§ **BRIEF**
Every entry is to be restated exactly; pictures are not part of the copy.

§ **RAW DATA**
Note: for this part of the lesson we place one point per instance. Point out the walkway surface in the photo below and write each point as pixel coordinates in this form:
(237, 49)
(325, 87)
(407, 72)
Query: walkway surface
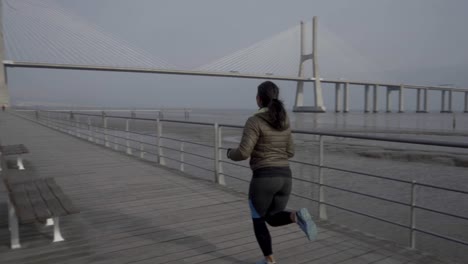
(136, 212)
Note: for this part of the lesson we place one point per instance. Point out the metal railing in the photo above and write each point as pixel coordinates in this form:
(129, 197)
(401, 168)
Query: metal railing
(99, 133)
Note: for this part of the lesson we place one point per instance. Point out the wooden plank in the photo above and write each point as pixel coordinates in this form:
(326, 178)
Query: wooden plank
(23, 206)
(66, 203)
(39, 206)
(54, 205)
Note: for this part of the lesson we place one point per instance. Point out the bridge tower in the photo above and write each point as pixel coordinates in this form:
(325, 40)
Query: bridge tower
(299, 103)
(4, 96)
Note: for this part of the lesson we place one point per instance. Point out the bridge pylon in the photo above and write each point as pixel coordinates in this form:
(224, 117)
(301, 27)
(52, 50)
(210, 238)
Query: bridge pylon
(319, 107)
(4, 96)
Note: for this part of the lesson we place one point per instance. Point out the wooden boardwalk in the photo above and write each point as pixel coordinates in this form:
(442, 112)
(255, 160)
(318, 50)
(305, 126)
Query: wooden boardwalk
(137, 212)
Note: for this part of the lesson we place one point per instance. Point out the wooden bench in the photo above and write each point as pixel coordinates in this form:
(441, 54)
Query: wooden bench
(17, 150)
(32, 200)
(40, 201)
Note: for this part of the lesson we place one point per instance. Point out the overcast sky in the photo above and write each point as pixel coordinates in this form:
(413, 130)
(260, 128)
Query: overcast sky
(415, 41)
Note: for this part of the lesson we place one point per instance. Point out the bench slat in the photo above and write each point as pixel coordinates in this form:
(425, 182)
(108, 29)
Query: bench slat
(14, 149)
(64, 200)
(38, 204)
(54, 206)
(23, 206)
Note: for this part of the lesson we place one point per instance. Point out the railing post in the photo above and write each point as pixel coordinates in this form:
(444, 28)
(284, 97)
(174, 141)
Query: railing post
(69, 123)
(466, 103)
(389, 92)
(366, 98)
(413, 216)
(106, 136)
(116, 142)
(142, 148)
(337, 97)
(322, 207)
(425, 100)
(77, 126)
(219, 177)
(161, 159)
(374, 105)
(182, 159)
(401, 104)
(90, 130)
(442, 101)
(127, 129)
(450, 101)
(346, 98)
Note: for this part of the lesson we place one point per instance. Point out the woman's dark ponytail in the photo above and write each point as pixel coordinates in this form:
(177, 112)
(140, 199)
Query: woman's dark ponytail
(268, 93)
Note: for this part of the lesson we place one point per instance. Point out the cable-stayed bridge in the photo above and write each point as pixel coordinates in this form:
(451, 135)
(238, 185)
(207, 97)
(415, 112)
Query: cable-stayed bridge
(41, 34)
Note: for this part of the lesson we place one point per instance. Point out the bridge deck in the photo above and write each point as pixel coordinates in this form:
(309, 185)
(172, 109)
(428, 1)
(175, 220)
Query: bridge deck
(136, 212)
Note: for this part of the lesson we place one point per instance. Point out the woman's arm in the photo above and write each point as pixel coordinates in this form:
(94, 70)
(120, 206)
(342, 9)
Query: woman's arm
(290, 148)
(248, 141)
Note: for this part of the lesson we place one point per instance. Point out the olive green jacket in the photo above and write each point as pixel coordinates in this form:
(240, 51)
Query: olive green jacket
(266, 146)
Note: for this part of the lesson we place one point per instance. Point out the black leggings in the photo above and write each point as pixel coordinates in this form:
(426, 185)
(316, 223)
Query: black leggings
(268, 196)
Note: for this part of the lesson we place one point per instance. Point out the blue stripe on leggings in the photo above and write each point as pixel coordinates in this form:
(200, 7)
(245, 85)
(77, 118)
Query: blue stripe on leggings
(253, 211)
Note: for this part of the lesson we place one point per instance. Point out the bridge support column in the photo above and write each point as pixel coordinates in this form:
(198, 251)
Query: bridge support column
(4, 95)
(466, 102)
(401, 105)
(337, 97)
(366, 99)
(375, 110)
(299, 104)
(346, 98)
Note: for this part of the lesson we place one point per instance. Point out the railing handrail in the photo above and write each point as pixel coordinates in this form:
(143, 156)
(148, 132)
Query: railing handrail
(322, 203)
(306, 132)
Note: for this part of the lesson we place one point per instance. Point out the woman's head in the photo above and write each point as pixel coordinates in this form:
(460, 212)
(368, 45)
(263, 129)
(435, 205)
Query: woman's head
(267, 96)
(266, 92)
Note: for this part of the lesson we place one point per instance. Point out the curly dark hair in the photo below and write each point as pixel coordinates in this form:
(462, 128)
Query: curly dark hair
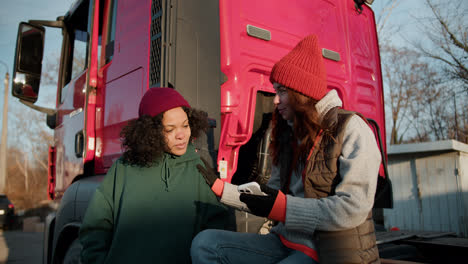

§ **TASK RESULT**
Note: for this part of the lesson we place one point per instance. Point out the walkway surface in the photo below and write each point as pixel coordinates in this form:
(237, 49)
(325, 87)
(407, 72)
Query: walkway surface
(136, 212)
Note: for this part of the lesson we place one point per instance. Point out the metal railing in the photo above and write each point as pixel coordinates in this form:
(129, 197)
(401, 168)
Query: metal railing
(99, 133)
Note: for this part of the lesson we place one point per instance. Point out the wooden plank in the photo above and write each point as pixel coordinates in this form:
(326, 178)
Query: wooden plank
(23, 206)
(66, 203)
(39, 206)
(54, 205)
Note: for this part of the lesson we place one point per instance. Point out the bridge tower in the photo above and write each point as pixel coordinates in this form:
(325, 40)
Query: bridge tower
(299, 103)
(4, 96)
Note: for this part of the lesson we place one point per instance. Point out the bridge pylon in the photo above and write each point as pixel coordinates in this form:
(224, 117)
(301, 27)
(52, 50)
(210, 238)
Query: bridge pylon
(319, 107)
(4, 96)
Note: for this part of the lesson we place one point per instance. Point out the wooden boardwalk in the photo above and write each point as pixel coordinates in this form:
(442, 112)
(255, 160)
(318, 50)
(305, 126)
Query: wooden boardwalk
(137, 212)
Note: for this part of the lesson we place one point per instance. Point out the wooden bench in the photo above and write each point as pixel coordinates in this form:
(441, 54)
Query: wooden bench
(17, 150)
(32, 200)
(40, 201)
Note: for this part of the lesson we place one point per instance. Point out the overcast sky in the photo above and write each point as pixel coordinates in this form:
(413, 130)
(260, 128)
Query: overcast sky
(415, 41)
Note: for this part of the lesson we place one point per instance. Point out the bench slat in the photo above and write each point as pixel coordinates in this form:
(425, 182)
(108, 29)
Query: bench slat
(14, 149)
(64, 200)
(38, 204)
(54, 206)
(23, 206)
Note: for this part of the lesson we place one point per instance. Point out the railing post in the photo above and write each point as pixel coordinates in this form:
(444, 28)
(284, 97)
(174, 141)
Query: railing post
(69, 123)
(466, 103)
(389, 92)
(366, 98)
(413, 216)
(106, 136)
(116, 142)
(142, 148)
(337, 97)
(322, 207)
(425, 100)
(77, 126)
(219, 177)
(161, 159)
(374, 105)
(182, 159)
(401, 104)
(90, 130)
(442, 101)
(127, 129)
(450, 101)
(346, 98)
Note: for this part of the lesson we place one point per instance. Point out the woman's dark ponytail in the photo above and write each point as pixel coordinates in this form:
(177, 112)
(140, 199)
Query: woman's dark ponytail
(268, 93)
Note: for this part of the lesson we place one point per instance. Point out the cable-stayed bridge in the photo above and write each point as pixel coordinates in this form:
(451, 135)
(238, 185)
(207, 97)
(415, 112)
Query: cable-stayed bridge
(41, 34)
Note: for this part of the lesson we place one point per instance. Point out the bridge deck in the photo above and write each point as pixel coordinates in this form:
(309, 185)
(172, 109)
(428, 1)
(175, 220)
Query: bridge deck
(136, 212)
Note: for this part of the lesson we place one point per instance. Point out the woman's arm in the photo above and write each point as pixel coordinates in this form:
(94, 70)
(120, 206)
(342, 9)
Query: woman's arm
(290, 148)
(248, 141)
Note: for this part of the lesson we place one point per instance. Point out the olive green jacket in the photo above and write each point as pixel coordinates in this form:
(240, 51)
Query: olive green jacket
(266, 146)
Note: for this part of the lesson we place one point per instance. Point out the black leggings in the photo above and write each point as pixel coordinates in this form:
(426, 185)
(316, 223)
Query: black leggings
(268, 196)
Note: for this part of the lesson we place one point per instance. Point out the blue stripe on leggings in the photo above and write each point as pixel coordinates in this form:
(200, 7)
(245, 85)
(77, 118)
Query: blue stripe on leggings
(253, 211)
Note: for this part of the lesson we place one point per instance. Point out the bridge support column in the photo above and write each point as pixel coordinates in this form:
(198, 251)
Query: bridge support column
(4, 95)
(466, 102)
(401, 105)
(337, 97)
(366, 99)
(375, 110)
(299, 104)
(346, 98)
Note: for this part of the lesson we place one point per instance. Point out the railing handrail in the photo above and write each point as pixel coordinates in this form:
(143, 156)
(148, 132)
Query: railing handrail
(322, 203)
(306, 132)
Note: for this part of the lesson we place one point per instance. Point out the woman's head in the photo above and write each point as pixel coordinates in this form:
(460, 212)
(368, 45)
(263, 129)
(435, 205)
Query: woman's head
(267, 96)
(266, 92)
Note: for this part of the lesson we place one point per instance. Point out the curly dark hair in the photo below and write each point as pixel coordinates in this form:
(462, 128)
Query: curly dark hair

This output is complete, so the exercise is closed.